GIVEN TASK: Both the line containing "Task: find each instance of the long" and the last line of the listing are included: write out exactly the lines from one to the other.

EXTRACTED RECORDS:
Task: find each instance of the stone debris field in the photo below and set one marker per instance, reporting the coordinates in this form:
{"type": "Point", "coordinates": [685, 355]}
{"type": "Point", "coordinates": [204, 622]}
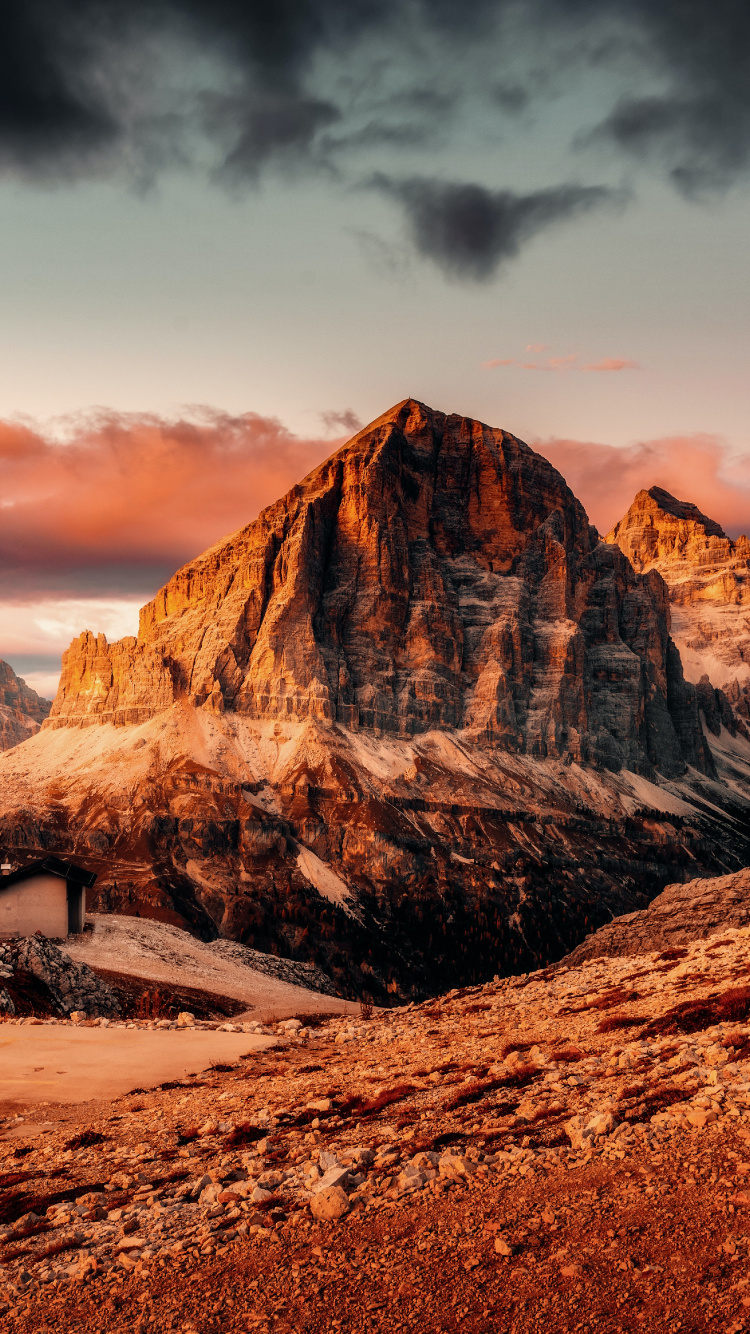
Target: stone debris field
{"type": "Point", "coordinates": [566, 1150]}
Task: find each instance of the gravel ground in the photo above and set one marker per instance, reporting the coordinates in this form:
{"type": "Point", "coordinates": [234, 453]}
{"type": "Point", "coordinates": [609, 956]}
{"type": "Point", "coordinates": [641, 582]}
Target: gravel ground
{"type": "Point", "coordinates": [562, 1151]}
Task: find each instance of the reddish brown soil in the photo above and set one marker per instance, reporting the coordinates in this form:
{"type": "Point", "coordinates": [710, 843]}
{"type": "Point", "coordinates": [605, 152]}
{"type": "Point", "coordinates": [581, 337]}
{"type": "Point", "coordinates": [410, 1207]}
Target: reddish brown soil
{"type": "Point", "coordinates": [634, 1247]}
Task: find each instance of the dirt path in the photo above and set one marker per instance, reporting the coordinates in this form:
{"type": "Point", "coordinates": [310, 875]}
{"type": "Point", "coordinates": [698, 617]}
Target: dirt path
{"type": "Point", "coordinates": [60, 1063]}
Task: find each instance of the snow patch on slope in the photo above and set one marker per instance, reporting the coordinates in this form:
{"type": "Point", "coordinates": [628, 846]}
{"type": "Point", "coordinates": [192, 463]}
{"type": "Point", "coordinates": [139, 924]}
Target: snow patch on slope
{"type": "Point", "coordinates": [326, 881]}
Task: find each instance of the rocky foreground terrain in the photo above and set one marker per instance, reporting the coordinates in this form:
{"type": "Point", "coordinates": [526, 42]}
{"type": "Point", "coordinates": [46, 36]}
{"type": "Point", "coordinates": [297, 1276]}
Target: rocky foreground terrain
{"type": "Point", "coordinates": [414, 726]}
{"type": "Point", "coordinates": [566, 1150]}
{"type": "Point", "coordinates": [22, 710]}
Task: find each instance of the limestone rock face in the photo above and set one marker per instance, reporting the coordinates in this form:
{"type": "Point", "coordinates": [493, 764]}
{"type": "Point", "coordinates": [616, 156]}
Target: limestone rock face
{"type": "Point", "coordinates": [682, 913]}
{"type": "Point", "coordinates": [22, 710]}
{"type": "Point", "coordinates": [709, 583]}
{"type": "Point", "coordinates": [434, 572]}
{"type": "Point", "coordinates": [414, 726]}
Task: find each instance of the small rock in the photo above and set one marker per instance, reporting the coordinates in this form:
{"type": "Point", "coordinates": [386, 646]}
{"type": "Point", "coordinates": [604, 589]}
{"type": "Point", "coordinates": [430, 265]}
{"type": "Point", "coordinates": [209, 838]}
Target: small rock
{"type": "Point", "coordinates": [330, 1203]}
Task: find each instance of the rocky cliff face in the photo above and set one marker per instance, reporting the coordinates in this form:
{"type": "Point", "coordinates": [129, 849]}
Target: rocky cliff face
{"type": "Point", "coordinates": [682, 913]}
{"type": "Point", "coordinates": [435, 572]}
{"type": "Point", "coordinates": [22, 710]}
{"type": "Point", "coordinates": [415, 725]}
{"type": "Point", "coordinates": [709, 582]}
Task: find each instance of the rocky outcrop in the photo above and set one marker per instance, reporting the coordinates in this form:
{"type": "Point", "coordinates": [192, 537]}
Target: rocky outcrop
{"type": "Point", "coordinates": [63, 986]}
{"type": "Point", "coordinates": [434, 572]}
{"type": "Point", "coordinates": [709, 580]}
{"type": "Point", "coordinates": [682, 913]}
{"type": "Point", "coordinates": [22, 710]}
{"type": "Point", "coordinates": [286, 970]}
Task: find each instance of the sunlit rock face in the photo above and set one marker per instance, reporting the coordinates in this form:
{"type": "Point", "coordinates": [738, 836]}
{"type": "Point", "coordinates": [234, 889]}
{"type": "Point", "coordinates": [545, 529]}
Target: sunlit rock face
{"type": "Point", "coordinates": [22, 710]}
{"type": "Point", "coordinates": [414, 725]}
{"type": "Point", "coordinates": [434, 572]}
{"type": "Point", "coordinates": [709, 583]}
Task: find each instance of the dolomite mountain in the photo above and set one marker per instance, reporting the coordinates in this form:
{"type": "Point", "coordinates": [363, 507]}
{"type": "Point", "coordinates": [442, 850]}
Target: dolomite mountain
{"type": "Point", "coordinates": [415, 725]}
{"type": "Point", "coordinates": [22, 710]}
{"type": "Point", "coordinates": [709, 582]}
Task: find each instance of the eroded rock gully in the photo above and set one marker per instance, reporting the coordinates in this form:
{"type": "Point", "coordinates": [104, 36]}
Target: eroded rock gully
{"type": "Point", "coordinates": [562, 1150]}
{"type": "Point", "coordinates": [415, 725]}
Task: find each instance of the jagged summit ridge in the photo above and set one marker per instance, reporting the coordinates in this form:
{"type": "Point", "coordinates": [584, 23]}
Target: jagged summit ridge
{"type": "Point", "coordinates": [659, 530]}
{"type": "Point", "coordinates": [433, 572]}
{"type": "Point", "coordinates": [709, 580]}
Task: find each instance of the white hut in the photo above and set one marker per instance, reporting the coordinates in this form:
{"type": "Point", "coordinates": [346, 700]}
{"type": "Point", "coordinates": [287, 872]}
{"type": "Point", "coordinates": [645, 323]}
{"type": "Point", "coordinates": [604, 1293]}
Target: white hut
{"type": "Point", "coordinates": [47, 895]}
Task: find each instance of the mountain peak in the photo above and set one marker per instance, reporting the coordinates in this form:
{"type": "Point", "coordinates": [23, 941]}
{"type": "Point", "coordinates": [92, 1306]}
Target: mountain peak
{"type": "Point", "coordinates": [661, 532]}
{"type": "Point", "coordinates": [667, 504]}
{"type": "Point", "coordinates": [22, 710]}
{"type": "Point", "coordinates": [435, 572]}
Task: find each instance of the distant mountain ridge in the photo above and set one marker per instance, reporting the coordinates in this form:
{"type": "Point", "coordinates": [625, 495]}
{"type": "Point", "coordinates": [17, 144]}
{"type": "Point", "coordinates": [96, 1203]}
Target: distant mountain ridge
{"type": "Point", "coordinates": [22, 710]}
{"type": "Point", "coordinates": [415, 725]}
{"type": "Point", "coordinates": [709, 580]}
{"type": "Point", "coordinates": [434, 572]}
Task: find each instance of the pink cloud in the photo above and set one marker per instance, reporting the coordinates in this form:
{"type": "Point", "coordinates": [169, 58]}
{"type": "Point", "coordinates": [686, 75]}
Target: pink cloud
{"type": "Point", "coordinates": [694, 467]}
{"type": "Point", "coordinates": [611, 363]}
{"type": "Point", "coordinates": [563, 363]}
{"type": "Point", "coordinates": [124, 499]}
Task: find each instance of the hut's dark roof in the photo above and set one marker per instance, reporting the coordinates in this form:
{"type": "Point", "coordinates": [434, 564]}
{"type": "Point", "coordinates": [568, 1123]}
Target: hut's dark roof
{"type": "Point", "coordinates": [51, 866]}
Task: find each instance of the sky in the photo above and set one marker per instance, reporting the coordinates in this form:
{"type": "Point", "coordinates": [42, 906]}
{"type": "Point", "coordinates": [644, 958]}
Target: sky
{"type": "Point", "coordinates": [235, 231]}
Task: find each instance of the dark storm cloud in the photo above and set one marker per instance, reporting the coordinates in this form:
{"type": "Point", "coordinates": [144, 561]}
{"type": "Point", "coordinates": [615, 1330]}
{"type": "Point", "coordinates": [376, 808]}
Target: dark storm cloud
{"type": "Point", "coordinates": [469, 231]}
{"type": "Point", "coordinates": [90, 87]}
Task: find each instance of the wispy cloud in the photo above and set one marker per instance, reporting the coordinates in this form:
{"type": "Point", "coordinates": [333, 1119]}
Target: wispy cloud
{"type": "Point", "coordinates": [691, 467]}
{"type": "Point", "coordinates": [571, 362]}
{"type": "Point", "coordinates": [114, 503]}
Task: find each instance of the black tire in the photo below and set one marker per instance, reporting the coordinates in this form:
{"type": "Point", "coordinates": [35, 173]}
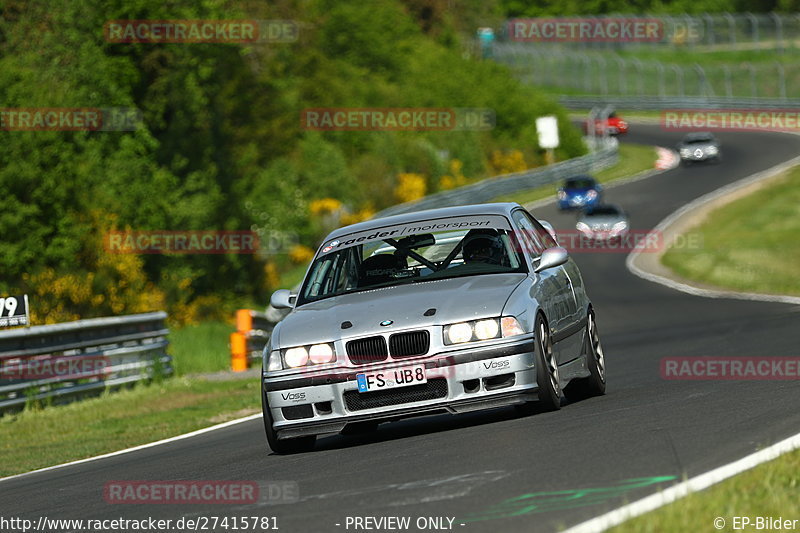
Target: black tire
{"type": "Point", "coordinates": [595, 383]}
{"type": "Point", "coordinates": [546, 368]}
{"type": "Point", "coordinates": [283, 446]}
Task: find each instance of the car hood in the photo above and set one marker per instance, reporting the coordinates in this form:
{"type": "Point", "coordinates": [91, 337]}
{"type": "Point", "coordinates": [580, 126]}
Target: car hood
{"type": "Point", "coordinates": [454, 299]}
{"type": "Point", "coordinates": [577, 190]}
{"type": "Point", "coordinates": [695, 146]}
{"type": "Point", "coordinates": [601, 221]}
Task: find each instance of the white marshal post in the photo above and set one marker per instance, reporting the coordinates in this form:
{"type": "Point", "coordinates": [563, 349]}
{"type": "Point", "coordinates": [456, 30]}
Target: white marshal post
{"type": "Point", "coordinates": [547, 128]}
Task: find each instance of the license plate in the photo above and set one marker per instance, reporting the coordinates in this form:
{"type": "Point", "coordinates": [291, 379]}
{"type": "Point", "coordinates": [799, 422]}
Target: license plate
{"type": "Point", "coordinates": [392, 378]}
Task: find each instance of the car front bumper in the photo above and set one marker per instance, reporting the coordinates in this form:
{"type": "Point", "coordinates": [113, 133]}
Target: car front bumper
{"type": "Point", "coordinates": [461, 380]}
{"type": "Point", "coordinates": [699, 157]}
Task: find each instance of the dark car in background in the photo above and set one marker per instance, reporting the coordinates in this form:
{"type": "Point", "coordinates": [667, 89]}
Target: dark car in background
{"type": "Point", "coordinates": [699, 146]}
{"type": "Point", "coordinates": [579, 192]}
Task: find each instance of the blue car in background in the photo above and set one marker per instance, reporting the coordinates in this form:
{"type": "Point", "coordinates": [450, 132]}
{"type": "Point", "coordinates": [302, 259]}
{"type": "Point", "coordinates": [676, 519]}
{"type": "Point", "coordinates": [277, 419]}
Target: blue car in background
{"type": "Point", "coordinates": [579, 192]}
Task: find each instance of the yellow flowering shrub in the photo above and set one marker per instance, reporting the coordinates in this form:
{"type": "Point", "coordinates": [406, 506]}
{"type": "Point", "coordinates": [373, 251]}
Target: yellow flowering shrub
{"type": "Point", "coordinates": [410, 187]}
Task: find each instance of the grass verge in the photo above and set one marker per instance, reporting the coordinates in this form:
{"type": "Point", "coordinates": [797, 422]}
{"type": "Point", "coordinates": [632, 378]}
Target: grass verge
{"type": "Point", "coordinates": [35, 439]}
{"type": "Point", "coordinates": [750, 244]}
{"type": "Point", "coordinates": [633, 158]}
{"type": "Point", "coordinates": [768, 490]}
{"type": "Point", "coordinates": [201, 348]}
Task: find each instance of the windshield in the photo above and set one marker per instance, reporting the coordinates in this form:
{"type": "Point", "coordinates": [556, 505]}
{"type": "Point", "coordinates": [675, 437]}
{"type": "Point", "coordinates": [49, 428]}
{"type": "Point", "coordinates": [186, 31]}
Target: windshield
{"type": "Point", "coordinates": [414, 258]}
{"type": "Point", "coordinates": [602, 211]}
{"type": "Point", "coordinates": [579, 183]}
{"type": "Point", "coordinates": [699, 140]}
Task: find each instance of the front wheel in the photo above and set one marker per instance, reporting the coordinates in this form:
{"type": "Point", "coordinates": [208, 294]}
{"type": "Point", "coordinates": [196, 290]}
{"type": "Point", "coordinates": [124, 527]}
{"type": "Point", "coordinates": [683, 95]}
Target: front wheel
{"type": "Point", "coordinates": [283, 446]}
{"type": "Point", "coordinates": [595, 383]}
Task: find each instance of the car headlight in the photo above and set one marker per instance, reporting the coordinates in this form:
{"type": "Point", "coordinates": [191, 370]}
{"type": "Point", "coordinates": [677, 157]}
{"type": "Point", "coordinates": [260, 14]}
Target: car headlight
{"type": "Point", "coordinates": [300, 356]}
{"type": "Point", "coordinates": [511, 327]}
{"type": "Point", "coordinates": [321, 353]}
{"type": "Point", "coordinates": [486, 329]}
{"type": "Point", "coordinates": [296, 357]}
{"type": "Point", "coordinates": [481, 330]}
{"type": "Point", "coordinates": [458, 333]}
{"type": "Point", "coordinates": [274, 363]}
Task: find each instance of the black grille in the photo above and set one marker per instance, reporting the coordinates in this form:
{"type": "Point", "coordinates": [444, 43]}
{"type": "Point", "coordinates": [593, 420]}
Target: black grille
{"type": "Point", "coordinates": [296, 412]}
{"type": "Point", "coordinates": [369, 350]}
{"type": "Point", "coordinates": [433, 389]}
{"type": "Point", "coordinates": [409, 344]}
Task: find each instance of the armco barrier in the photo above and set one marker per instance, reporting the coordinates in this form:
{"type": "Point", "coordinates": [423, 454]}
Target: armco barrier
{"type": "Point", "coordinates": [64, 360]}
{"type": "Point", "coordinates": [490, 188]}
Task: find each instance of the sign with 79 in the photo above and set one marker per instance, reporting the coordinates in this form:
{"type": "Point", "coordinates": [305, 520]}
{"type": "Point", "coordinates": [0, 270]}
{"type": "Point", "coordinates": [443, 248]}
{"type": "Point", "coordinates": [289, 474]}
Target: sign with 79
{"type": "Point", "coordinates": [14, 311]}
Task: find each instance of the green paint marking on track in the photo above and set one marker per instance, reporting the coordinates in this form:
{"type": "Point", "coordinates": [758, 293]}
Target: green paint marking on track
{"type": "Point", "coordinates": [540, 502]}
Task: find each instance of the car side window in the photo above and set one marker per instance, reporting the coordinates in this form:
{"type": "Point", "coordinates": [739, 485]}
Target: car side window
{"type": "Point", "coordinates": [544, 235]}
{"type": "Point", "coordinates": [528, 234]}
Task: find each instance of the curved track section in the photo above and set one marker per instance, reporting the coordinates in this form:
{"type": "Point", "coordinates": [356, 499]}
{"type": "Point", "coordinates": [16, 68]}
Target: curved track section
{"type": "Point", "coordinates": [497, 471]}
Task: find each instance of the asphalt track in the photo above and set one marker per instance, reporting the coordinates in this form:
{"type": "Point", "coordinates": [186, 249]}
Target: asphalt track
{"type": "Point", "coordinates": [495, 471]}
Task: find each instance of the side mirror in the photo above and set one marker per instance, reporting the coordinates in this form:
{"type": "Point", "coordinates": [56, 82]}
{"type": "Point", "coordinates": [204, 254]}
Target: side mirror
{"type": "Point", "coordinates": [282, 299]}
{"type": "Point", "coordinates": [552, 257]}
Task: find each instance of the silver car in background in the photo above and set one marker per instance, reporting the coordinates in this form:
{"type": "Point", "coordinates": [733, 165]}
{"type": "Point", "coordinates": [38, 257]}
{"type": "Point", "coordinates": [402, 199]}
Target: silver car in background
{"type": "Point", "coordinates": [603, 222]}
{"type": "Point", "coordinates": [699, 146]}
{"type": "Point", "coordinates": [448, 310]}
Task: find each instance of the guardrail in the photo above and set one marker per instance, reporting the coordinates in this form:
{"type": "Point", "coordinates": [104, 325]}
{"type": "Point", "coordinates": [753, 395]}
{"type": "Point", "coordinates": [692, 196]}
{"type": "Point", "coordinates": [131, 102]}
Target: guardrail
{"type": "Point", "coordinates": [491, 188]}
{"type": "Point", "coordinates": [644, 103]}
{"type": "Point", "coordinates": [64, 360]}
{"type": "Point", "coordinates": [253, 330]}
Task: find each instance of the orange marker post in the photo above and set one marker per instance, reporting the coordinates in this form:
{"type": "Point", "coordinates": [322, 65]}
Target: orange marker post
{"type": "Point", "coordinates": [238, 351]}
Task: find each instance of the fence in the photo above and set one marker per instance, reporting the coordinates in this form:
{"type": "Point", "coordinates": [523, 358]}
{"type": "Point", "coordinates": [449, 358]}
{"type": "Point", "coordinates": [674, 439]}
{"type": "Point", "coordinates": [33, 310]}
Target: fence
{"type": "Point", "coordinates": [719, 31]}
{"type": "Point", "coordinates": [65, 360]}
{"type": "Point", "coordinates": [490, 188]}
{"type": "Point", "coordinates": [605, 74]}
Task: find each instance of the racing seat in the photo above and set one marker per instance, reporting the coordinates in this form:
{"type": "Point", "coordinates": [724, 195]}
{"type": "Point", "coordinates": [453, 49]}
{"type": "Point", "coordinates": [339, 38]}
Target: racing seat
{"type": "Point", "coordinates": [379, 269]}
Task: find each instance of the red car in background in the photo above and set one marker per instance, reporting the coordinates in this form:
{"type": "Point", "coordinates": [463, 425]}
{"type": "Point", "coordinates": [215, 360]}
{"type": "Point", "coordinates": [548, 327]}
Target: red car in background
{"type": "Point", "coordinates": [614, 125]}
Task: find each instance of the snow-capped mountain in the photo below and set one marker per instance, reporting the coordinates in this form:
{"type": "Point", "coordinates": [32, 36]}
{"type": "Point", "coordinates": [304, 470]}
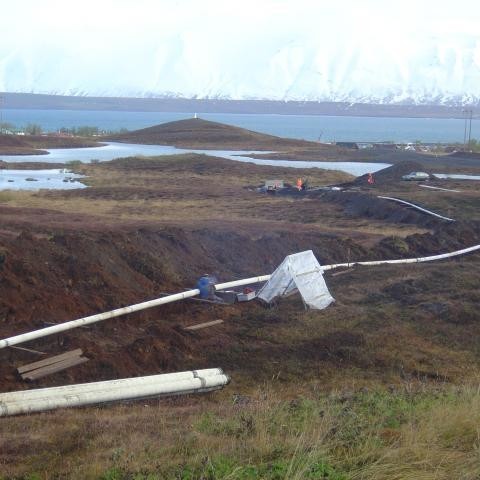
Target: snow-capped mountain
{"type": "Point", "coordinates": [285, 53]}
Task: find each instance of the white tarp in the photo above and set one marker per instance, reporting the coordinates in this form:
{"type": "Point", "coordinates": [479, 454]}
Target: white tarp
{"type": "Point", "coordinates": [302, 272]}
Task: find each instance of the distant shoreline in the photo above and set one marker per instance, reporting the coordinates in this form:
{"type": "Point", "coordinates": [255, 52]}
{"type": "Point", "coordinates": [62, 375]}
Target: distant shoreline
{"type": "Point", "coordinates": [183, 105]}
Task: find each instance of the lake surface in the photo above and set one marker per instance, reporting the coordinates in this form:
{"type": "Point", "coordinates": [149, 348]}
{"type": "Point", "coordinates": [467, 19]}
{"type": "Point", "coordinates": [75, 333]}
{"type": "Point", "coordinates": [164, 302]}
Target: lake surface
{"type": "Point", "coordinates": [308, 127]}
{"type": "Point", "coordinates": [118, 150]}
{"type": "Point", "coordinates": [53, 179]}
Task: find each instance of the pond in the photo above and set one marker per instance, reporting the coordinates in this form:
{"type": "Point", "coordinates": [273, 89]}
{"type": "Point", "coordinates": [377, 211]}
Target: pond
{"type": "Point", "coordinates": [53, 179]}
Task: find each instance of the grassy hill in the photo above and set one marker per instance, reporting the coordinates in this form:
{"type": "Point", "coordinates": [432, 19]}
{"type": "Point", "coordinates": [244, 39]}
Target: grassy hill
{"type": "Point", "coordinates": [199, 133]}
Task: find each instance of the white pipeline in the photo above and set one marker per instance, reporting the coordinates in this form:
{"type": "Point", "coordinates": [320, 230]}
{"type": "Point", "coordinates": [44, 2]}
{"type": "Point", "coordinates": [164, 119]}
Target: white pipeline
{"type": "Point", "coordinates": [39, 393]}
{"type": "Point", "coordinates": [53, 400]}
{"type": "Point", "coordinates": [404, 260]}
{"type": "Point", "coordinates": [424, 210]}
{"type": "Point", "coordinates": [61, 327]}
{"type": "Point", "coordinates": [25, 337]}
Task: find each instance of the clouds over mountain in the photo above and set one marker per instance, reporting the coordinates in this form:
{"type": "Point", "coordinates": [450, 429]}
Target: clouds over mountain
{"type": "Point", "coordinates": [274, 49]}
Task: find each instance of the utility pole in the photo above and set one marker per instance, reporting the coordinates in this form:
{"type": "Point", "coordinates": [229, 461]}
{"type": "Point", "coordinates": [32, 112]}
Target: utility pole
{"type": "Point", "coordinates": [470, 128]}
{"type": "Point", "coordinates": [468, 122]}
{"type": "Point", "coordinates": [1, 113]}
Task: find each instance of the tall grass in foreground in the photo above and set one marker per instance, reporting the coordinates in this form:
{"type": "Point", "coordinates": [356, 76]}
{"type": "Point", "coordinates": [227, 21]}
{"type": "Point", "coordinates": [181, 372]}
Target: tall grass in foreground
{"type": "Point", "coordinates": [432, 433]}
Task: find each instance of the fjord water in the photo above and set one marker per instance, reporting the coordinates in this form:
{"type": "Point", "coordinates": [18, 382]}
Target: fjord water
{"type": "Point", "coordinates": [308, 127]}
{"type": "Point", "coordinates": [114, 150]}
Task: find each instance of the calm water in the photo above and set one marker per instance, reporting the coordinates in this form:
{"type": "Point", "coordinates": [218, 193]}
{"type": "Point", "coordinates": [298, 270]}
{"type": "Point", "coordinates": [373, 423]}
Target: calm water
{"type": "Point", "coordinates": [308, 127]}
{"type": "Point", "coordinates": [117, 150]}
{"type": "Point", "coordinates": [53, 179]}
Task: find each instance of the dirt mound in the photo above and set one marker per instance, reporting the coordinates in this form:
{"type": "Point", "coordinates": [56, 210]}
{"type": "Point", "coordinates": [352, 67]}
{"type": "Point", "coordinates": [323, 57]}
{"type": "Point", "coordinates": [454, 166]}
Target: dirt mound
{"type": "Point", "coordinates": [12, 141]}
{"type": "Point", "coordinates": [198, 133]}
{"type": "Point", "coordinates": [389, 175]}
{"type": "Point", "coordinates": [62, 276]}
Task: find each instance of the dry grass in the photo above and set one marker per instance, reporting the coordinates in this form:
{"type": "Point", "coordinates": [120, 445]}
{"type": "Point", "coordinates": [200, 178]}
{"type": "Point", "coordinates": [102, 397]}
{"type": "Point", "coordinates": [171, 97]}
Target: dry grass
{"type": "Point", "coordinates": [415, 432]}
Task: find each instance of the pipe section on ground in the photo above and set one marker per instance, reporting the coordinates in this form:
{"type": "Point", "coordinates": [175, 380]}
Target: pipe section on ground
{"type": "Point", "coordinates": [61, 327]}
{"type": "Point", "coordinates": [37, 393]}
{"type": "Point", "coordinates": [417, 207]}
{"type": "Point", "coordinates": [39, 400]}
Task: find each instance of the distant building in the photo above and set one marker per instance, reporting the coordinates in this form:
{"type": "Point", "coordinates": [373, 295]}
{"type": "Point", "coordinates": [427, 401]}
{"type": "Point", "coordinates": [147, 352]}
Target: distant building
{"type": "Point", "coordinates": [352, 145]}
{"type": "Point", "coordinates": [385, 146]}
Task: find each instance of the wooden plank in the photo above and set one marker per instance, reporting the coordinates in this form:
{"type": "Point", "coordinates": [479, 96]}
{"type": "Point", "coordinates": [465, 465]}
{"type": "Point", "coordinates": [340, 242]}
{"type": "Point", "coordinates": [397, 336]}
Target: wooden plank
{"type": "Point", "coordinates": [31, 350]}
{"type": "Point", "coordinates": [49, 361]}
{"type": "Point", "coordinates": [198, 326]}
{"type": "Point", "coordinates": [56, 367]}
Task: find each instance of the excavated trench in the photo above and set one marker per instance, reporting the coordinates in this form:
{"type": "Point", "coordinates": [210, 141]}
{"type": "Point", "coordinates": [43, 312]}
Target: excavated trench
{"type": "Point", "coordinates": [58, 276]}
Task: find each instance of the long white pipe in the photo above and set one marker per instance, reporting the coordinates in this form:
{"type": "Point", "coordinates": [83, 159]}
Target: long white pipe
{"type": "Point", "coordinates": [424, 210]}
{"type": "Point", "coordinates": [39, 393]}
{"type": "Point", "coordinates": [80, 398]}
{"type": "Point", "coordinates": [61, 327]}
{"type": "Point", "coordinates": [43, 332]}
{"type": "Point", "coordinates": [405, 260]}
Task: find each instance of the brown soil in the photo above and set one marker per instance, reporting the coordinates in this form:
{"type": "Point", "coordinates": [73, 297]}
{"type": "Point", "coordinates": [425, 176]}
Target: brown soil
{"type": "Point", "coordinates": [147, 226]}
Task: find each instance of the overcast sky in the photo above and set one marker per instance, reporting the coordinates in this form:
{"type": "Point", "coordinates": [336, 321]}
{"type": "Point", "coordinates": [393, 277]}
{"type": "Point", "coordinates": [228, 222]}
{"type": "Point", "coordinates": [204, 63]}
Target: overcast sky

REPLY:
Task: find each instance of the long white pipe in the photo above and set one marker per instance, reporting the coordinates in this form:
{"type": "Point", "coordinates": [83, 159]}
Target: long white pipe
{"type": "Point", "coordinates": [424, 210]}
{"type": "Point", "coordinates": [39, 393]}
{"type": "Point", "coordinates": [80, 398]}
{"type": "Point", "coordinates": [61, 327]}
{"type": "Point", "coordinates": [43, 332]}
{"type": "Point", "coordinates": [405, 260]}
Task: find each instance of the brown soil in the photo above and set one marker per instance, reporting the coordinates in this form:
{"type": "Point", "coordinates": [73, 297]}
{"type": "Point", "coordinates": [425, 176]}
Target: brown soil
{"type": "Point", "coordinates": [147, 226]}
Task: find each instance of the overcast sky in the photo above and set one marker per instance, reporting the coordinates in this form:
{"type": "Point", "coordinates": [336, 321]}
{"type": "Point", "coordinates": [393, 277]}
{"type": "Point", "coordinates": [228, 222]}
{"type": "Point", "coordinates": [204, 63]}
Target: overcast sky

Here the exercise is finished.